_Stated goal_: Retype the passage on West Ham's relegation word for word, starting with "There was even" and going on through "programme The Apprentice.".

_Text_:
>> start
There was even a bizarre theory that the owners wanted the club to be relegated — that it was in some way part of a business plan to slash costs, move on highly-paid players without the supporters complaining and to rebuild at a lower cost base. But that theory works only if the owners acquired the club for next to nothing – which they vehemently deny. If it were true, West Ham would not have paid loanees Wayne Bridge £90,000 a week and Robbie Keane £65,000 a week to try to avoid relegation. Besides, a business plan which accepts a £30 million hole in television money and risks all on a swift return from the Championship, would not even find its way on to Brady’s other big project: the television programme The Apprentice.
>> end
_Entries provided_:
>> start
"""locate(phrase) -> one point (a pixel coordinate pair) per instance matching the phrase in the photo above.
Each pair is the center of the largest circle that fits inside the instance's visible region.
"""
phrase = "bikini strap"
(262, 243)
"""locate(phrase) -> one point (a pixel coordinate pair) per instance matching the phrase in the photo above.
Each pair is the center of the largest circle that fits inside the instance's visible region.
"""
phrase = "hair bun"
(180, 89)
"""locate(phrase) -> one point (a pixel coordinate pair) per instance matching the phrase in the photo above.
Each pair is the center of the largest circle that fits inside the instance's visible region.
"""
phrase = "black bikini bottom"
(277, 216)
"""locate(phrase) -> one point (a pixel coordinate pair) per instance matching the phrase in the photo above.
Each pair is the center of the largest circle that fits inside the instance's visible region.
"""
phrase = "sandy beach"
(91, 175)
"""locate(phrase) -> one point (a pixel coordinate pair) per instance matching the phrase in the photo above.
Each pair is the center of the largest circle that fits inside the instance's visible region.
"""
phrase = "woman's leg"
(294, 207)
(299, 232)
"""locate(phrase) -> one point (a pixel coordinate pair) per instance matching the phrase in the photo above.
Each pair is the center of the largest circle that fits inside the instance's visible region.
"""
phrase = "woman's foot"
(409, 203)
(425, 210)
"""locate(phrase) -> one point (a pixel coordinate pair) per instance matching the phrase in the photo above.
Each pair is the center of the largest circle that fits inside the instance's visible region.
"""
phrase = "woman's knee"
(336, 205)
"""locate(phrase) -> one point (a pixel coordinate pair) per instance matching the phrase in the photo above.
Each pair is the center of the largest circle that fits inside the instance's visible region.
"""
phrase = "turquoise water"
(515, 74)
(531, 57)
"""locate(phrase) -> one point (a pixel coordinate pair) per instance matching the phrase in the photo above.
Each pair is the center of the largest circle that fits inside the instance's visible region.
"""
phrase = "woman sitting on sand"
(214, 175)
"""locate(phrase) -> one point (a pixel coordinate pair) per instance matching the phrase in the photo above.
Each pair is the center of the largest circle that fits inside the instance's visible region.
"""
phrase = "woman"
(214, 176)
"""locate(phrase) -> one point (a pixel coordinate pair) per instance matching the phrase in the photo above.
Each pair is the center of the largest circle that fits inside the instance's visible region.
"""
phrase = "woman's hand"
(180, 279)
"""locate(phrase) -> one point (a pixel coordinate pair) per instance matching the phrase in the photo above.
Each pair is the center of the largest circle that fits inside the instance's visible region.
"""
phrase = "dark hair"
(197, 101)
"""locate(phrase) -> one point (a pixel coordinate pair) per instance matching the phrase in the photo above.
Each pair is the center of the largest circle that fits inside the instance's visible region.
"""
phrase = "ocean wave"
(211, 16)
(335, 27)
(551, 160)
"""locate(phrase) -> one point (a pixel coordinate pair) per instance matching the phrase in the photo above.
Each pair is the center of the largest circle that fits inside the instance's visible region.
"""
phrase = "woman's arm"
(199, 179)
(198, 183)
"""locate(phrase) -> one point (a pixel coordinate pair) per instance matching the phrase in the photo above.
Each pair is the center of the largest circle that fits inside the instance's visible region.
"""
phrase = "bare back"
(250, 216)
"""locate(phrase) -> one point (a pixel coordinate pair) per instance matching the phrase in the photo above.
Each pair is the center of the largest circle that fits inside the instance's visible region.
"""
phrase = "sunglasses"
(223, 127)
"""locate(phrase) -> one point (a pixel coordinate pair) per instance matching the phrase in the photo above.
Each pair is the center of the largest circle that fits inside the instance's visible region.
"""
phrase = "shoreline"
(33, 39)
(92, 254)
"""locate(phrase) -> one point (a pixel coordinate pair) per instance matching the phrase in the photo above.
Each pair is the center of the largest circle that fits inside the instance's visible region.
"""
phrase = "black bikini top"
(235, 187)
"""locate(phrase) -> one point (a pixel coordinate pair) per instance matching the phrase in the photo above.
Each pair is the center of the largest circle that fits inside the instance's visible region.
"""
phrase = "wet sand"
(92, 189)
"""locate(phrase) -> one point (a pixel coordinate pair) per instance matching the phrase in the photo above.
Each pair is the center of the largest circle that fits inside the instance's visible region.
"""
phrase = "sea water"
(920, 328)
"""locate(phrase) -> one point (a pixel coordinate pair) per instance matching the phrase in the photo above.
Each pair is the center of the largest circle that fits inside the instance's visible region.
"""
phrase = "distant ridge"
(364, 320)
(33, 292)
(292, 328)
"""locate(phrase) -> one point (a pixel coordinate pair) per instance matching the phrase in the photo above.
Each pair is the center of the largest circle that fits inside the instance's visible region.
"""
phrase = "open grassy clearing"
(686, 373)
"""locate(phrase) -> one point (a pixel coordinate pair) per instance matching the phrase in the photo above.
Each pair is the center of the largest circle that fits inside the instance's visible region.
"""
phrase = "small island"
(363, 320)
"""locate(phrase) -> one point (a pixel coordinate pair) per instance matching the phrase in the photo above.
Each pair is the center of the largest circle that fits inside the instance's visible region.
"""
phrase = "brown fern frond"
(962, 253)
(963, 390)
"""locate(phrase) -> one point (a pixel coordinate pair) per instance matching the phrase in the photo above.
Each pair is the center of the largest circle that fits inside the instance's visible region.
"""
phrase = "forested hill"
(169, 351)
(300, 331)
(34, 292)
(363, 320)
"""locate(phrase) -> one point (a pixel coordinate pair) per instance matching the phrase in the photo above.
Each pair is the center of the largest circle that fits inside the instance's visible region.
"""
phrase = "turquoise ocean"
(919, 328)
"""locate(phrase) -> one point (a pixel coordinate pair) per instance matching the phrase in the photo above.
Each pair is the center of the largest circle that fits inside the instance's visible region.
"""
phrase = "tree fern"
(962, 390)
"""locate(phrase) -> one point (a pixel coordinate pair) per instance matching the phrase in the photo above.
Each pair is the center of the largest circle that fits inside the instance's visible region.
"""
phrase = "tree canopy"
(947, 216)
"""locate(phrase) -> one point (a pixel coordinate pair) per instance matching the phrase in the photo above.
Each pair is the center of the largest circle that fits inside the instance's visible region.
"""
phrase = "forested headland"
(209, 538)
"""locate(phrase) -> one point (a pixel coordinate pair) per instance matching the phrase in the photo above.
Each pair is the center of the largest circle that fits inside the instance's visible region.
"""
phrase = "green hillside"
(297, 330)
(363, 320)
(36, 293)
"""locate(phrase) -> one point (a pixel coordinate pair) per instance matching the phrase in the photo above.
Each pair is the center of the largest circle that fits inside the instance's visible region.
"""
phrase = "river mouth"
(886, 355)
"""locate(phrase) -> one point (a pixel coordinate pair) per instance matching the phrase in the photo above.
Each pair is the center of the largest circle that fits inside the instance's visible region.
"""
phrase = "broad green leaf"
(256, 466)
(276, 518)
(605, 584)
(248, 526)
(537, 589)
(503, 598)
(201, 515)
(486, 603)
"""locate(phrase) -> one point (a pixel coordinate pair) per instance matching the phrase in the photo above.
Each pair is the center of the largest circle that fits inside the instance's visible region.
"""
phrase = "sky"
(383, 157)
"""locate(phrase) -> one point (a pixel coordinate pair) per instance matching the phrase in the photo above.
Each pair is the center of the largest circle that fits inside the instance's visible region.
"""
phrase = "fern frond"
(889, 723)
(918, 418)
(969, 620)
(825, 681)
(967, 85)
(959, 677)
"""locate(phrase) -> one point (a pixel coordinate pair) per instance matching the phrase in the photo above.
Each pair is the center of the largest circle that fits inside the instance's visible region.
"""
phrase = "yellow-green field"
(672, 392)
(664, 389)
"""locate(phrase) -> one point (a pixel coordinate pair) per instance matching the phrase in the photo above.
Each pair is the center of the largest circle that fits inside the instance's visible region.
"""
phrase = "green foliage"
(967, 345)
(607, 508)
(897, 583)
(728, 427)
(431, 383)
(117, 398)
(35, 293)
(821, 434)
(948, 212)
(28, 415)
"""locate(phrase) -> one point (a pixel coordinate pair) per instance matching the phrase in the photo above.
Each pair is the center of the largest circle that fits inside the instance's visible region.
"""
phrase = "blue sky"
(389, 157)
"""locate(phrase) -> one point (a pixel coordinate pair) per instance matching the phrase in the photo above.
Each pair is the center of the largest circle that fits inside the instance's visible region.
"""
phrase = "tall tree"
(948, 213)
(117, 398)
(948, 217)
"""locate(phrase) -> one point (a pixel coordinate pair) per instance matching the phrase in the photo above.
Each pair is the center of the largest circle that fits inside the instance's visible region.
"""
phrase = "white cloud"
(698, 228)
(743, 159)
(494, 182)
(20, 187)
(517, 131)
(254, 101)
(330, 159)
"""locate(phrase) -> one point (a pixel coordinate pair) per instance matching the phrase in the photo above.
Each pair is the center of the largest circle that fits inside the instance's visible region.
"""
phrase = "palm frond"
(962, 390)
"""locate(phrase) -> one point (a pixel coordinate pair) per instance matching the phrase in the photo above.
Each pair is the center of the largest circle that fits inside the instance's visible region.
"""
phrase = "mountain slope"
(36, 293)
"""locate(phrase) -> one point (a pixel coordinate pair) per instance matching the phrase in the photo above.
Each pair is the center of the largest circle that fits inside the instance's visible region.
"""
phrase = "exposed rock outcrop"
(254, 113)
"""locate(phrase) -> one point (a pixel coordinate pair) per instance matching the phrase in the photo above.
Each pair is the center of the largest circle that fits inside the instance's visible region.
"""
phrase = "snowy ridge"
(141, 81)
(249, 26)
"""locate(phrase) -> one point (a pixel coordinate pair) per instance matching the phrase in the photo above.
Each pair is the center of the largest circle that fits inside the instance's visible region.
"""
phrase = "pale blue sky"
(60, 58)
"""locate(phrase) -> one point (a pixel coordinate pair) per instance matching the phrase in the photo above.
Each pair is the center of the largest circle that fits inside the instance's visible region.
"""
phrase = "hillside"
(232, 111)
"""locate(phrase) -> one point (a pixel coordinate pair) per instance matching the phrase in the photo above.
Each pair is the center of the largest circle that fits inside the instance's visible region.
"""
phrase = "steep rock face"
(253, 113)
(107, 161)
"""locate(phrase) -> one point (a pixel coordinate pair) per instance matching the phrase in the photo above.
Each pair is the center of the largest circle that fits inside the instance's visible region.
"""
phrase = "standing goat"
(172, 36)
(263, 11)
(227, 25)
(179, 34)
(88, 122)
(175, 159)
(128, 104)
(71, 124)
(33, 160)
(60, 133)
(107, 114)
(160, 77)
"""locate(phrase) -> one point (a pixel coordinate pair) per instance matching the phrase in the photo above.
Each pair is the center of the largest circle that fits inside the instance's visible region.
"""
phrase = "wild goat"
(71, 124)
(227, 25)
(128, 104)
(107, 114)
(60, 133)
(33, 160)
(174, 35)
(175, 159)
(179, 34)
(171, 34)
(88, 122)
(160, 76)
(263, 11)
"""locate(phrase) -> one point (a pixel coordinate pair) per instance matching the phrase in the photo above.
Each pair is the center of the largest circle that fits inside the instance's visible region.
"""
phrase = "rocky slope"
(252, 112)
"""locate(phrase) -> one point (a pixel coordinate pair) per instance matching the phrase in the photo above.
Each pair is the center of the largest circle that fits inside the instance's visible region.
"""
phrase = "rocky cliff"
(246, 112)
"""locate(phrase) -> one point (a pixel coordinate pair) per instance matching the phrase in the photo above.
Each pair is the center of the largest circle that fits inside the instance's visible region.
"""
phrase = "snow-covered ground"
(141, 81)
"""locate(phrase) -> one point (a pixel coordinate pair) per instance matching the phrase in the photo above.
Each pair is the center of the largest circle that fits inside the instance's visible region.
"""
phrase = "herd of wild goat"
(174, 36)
>> end
_Correct response_:
There was even a bizarre theory that the owners wanted the club to be relegated — that it was in some way part of a business plan to slash costs, move on highly-paid players without the supporters complaining and to rebuild at a lower cost base. But that theory works only if the owners acquired the club for next to nothing – which they vehemently deny. If it were true, West Ham would not have paid loanees Wayne Bridge £90,000 a week and Robbie Keane £65,000 a week to try to avoid relegation. Besides, a business plan which accepts a £30 million hole in television money and risks all on a swift return from the Championship, would not even find its way on to Brady’s other big project: the television programme The Apprentice.